* WHAT YOU ARE ASKED TO DO
Examine the entries and show every line in which the word "below" is found.

* TASK DATA

*****

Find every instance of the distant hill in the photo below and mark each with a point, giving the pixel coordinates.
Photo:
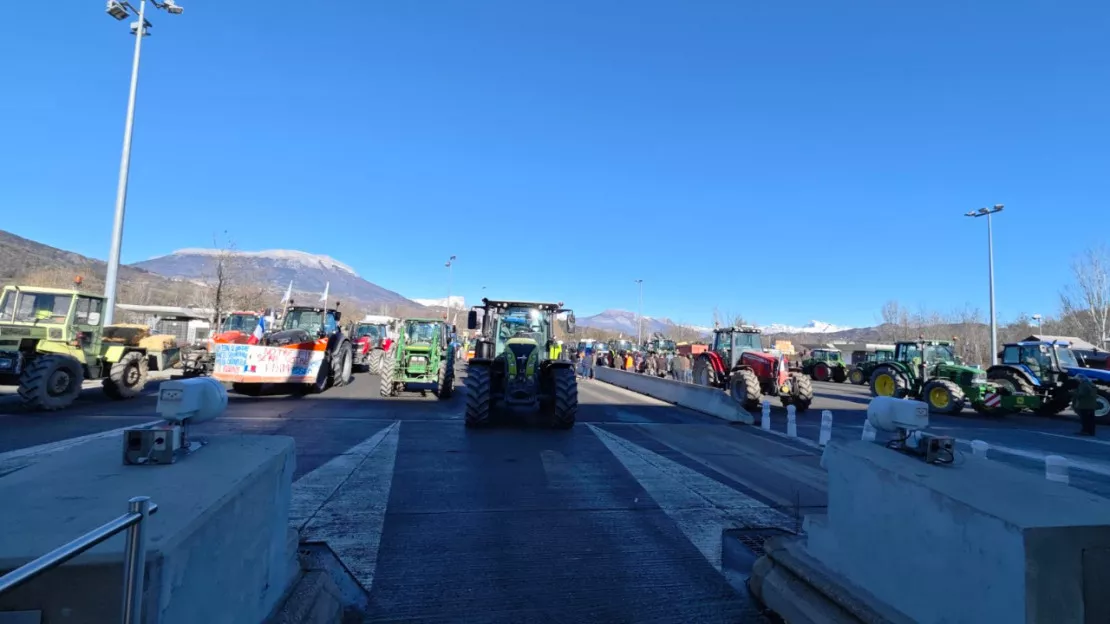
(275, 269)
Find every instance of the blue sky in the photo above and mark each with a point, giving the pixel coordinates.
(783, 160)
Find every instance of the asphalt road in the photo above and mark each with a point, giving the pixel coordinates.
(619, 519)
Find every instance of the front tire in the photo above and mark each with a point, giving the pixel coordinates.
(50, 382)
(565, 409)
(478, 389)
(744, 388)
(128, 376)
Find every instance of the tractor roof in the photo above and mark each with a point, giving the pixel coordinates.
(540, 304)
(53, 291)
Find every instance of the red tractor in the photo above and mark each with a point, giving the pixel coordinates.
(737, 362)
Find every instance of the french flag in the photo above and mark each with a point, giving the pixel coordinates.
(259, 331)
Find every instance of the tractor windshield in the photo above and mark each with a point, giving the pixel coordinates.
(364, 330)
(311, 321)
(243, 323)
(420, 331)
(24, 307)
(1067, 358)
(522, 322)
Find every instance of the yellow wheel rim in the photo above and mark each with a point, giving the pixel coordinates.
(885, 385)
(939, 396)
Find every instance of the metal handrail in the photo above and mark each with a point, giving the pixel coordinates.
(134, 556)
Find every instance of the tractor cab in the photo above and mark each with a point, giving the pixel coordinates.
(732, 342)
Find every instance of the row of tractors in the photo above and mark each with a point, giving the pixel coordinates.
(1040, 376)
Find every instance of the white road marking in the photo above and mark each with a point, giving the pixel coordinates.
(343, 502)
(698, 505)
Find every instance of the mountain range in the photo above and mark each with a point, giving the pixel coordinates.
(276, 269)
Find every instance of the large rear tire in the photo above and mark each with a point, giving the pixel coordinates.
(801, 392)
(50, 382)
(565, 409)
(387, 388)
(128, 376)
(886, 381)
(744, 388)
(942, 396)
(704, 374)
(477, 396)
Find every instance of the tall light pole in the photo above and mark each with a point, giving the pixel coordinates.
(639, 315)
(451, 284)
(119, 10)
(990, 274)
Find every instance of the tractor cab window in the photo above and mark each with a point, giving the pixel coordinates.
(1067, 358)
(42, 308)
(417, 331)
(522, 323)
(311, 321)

*****

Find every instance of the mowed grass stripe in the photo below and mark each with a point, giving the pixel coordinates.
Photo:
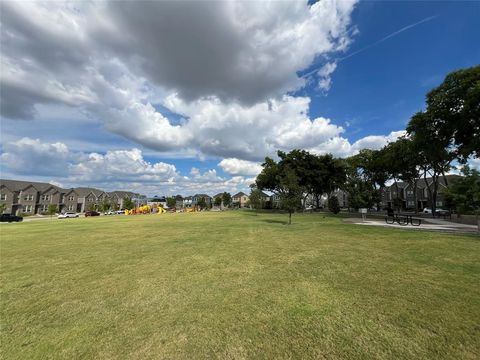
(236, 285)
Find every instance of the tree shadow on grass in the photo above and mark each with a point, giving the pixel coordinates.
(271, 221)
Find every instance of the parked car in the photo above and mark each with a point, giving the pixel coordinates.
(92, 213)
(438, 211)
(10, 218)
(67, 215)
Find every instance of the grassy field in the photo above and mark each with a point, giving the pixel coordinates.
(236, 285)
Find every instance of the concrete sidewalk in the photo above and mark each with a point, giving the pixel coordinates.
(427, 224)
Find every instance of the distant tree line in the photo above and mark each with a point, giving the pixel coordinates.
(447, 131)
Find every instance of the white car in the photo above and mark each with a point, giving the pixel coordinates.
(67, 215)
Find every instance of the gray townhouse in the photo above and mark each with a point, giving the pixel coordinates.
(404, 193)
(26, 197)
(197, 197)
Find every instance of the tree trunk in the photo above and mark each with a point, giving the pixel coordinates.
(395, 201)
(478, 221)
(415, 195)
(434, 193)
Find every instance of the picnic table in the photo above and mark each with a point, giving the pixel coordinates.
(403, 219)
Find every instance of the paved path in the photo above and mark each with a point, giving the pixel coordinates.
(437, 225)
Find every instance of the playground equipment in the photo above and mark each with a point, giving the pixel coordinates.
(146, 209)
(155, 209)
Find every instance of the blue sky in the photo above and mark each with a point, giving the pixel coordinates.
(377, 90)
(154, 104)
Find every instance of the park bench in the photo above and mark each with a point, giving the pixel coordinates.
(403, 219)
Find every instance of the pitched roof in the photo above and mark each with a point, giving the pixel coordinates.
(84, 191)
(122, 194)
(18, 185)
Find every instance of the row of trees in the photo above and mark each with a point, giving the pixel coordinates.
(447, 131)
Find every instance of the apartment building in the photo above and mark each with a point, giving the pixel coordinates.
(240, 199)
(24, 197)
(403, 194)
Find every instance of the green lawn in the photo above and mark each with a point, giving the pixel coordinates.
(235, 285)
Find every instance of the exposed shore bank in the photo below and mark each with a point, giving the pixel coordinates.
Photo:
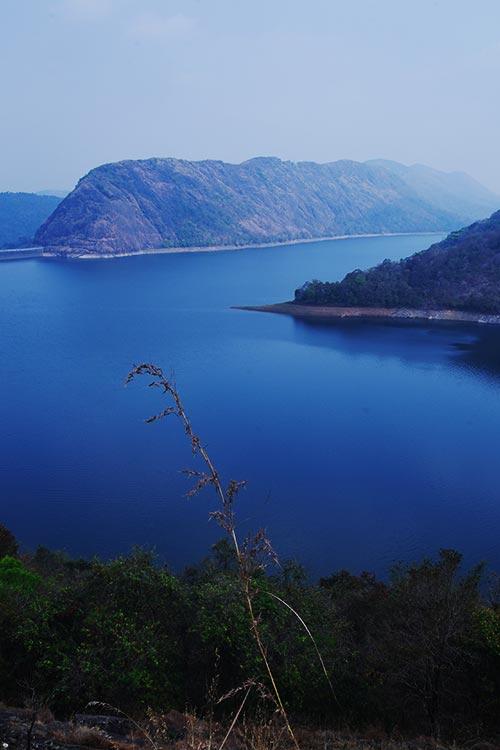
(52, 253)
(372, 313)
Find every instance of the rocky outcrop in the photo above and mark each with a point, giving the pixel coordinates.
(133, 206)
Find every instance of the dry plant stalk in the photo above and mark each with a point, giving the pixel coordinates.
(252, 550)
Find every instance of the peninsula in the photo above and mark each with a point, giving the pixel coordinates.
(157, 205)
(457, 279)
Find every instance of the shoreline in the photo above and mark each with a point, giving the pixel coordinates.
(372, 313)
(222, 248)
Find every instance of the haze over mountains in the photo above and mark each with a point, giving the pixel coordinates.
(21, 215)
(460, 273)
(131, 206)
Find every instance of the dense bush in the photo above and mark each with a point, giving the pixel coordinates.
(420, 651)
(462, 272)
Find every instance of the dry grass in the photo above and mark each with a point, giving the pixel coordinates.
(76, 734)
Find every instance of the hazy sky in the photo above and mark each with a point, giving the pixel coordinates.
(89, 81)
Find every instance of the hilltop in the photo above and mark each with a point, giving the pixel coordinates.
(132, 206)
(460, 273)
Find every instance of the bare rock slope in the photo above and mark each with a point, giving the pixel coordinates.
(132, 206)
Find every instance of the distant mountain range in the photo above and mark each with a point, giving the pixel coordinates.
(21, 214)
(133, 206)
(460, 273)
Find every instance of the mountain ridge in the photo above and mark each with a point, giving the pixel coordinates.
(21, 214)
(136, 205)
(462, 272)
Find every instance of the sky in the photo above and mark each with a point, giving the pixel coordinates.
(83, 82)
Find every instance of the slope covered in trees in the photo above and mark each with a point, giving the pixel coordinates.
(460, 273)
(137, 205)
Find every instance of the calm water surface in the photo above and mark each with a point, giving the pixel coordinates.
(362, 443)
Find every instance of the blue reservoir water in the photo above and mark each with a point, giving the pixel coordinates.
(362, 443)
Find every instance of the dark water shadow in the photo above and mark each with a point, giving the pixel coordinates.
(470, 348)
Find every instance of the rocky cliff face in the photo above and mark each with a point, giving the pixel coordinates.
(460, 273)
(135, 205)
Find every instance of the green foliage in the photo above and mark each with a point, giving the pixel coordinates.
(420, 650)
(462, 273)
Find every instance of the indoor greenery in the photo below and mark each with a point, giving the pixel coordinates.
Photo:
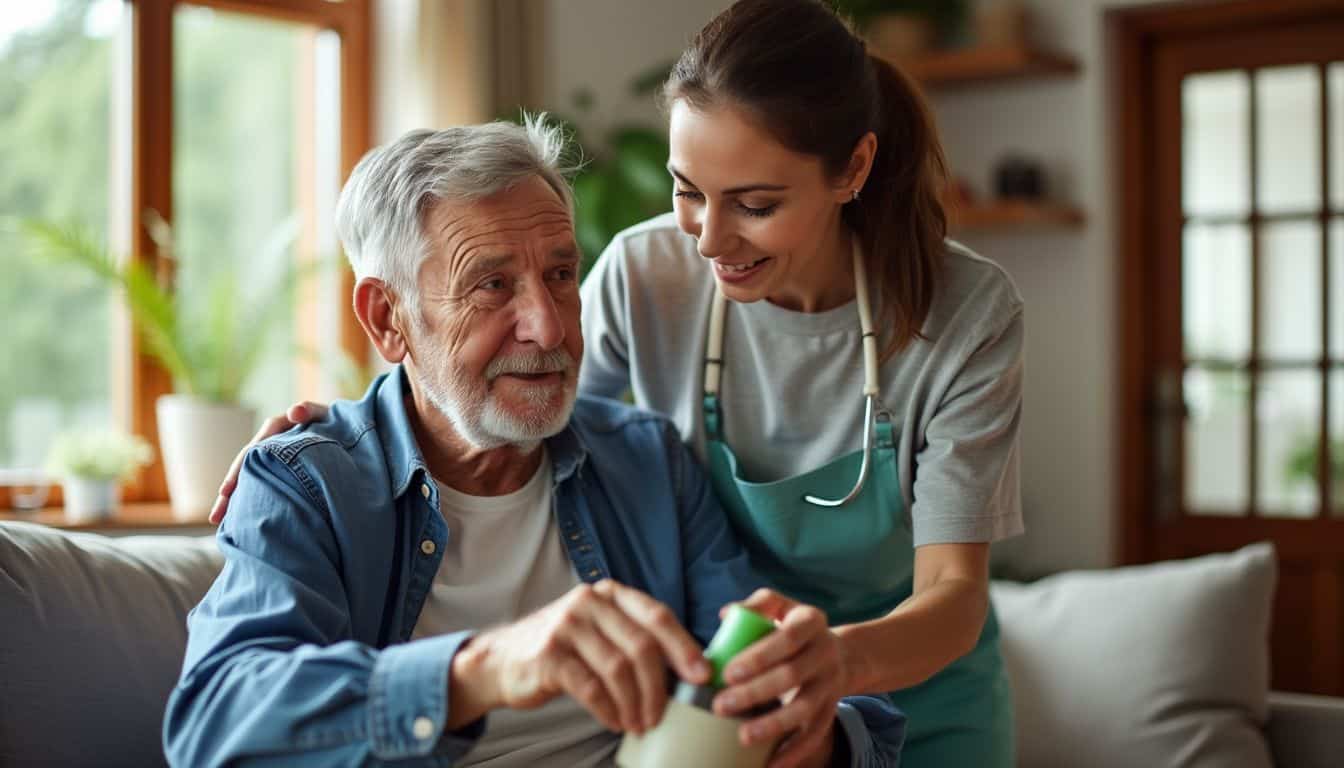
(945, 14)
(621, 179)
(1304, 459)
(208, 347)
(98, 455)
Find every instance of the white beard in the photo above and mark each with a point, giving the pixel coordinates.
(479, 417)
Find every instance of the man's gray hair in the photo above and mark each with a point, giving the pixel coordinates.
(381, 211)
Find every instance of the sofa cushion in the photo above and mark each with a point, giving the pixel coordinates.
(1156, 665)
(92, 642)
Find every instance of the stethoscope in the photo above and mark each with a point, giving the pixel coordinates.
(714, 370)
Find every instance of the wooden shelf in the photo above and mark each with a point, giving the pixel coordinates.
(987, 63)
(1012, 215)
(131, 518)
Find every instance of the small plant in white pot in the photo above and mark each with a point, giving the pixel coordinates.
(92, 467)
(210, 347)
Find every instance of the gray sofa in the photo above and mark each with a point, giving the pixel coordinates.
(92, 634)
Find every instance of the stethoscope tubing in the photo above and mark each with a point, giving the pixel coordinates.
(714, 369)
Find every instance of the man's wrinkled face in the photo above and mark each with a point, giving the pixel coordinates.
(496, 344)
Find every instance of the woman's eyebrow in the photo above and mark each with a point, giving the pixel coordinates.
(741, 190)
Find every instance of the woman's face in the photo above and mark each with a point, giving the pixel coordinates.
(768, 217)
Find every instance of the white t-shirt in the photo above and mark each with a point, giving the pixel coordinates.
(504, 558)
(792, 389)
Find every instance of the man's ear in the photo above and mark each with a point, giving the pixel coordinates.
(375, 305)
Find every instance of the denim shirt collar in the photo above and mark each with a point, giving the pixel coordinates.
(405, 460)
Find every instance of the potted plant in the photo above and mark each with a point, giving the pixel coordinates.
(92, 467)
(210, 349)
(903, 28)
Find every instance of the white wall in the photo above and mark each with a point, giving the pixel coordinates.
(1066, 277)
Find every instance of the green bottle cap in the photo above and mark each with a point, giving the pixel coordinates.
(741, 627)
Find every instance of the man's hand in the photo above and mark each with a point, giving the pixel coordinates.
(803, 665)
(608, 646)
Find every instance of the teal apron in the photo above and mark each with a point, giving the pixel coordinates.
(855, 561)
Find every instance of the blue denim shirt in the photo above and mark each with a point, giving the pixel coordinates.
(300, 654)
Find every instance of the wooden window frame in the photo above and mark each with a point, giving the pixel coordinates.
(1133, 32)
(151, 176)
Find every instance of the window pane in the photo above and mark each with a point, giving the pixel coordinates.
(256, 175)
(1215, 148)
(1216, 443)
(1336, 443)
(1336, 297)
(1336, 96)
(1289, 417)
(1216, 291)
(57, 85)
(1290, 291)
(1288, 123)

*****

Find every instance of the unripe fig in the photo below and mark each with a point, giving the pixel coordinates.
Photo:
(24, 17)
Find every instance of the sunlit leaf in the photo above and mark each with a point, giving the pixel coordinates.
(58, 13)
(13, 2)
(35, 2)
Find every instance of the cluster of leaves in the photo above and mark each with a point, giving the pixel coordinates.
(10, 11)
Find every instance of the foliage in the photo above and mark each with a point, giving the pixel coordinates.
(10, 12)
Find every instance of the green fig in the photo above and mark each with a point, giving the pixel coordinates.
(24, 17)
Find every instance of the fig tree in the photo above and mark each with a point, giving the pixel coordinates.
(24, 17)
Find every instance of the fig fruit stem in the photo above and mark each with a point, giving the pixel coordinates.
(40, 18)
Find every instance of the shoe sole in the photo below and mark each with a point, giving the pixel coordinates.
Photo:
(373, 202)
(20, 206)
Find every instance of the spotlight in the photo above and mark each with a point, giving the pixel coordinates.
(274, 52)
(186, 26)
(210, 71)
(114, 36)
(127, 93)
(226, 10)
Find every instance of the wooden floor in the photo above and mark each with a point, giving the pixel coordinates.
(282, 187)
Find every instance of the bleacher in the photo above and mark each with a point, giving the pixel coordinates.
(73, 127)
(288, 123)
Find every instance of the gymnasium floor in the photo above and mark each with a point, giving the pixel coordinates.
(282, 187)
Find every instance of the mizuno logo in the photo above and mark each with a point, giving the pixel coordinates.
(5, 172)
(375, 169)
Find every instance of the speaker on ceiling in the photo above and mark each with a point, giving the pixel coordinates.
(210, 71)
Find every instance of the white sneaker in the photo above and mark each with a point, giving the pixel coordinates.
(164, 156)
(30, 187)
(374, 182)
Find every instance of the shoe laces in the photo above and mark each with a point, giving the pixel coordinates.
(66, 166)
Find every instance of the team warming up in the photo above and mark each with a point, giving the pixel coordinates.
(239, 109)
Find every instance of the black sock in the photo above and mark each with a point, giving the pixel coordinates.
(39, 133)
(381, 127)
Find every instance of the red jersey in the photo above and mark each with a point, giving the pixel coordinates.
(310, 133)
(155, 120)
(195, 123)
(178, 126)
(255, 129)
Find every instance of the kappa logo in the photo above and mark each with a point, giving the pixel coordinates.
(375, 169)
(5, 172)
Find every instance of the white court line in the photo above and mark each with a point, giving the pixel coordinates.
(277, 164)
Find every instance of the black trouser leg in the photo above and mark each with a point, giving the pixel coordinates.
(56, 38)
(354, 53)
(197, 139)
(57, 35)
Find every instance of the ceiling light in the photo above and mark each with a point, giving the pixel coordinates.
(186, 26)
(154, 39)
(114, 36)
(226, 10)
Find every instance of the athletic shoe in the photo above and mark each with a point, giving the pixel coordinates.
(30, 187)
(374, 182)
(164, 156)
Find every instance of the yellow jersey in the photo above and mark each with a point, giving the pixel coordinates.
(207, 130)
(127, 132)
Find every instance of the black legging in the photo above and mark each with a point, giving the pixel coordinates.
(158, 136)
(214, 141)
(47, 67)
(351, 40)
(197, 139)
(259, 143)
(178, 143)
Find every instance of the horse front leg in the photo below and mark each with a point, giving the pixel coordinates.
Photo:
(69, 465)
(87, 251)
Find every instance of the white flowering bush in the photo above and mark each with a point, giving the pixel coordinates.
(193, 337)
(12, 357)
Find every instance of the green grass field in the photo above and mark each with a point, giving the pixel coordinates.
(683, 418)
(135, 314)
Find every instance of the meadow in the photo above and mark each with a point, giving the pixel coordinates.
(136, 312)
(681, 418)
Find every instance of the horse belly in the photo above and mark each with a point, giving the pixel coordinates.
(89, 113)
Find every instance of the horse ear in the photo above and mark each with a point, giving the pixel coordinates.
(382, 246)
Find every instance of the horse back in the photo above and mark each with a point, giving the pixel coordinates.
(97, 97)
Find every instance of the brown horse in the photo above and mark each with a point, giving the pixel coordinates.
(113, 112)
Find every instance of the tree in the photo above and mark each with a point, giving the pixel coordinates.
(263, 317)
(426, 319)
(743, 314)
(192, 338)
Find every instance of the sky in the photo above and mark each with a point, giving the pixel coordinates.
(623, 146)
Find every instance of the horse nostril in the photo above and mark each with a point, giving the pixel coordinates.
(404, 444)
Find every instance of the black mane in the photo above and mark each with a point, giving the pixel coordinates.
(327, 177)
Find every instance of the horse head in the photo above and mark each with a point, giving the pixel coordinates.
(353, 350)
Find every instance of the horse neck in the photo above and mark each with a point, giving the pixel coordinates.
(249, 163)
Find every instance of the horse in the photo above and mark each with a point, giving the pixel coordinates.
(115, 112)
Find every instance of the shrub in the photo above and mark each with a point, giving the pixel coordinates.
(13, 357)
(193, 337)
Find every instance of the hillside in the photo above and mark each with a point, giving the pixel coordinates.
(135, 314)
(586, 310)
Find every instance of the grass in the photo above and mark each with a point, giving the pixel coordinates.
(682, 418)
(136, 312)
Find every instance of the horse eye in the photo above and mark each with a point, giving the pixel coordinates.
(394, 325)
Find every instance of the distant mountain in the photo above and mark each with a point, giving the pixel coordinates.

*****

* ANSWER BOX
Find every instance of the distant hill in the photo below and mark each with a point, giving the pixel coordinates.
Find every instance of the mowed grass stripe in the photo below and mark each with a point, giving the pixel coordinates.
Find every instance of the exposed shore bank in the photo below and mark each with a point, giving the pixel coordinates.
Find every instance of the indoor greenery in the photo below and mark each with a point, giving the pixel coordinates.
Find every instance of the unripe fig in the photo below and mark each with a point, giving the pixel coordinates.
Find every instance of the shoe sole in the photo below and mark each with a point, giving the pixel coordinates.
Find every instance of the horse front leg in the photo below and mark each with a point, giving the pixel coordinates.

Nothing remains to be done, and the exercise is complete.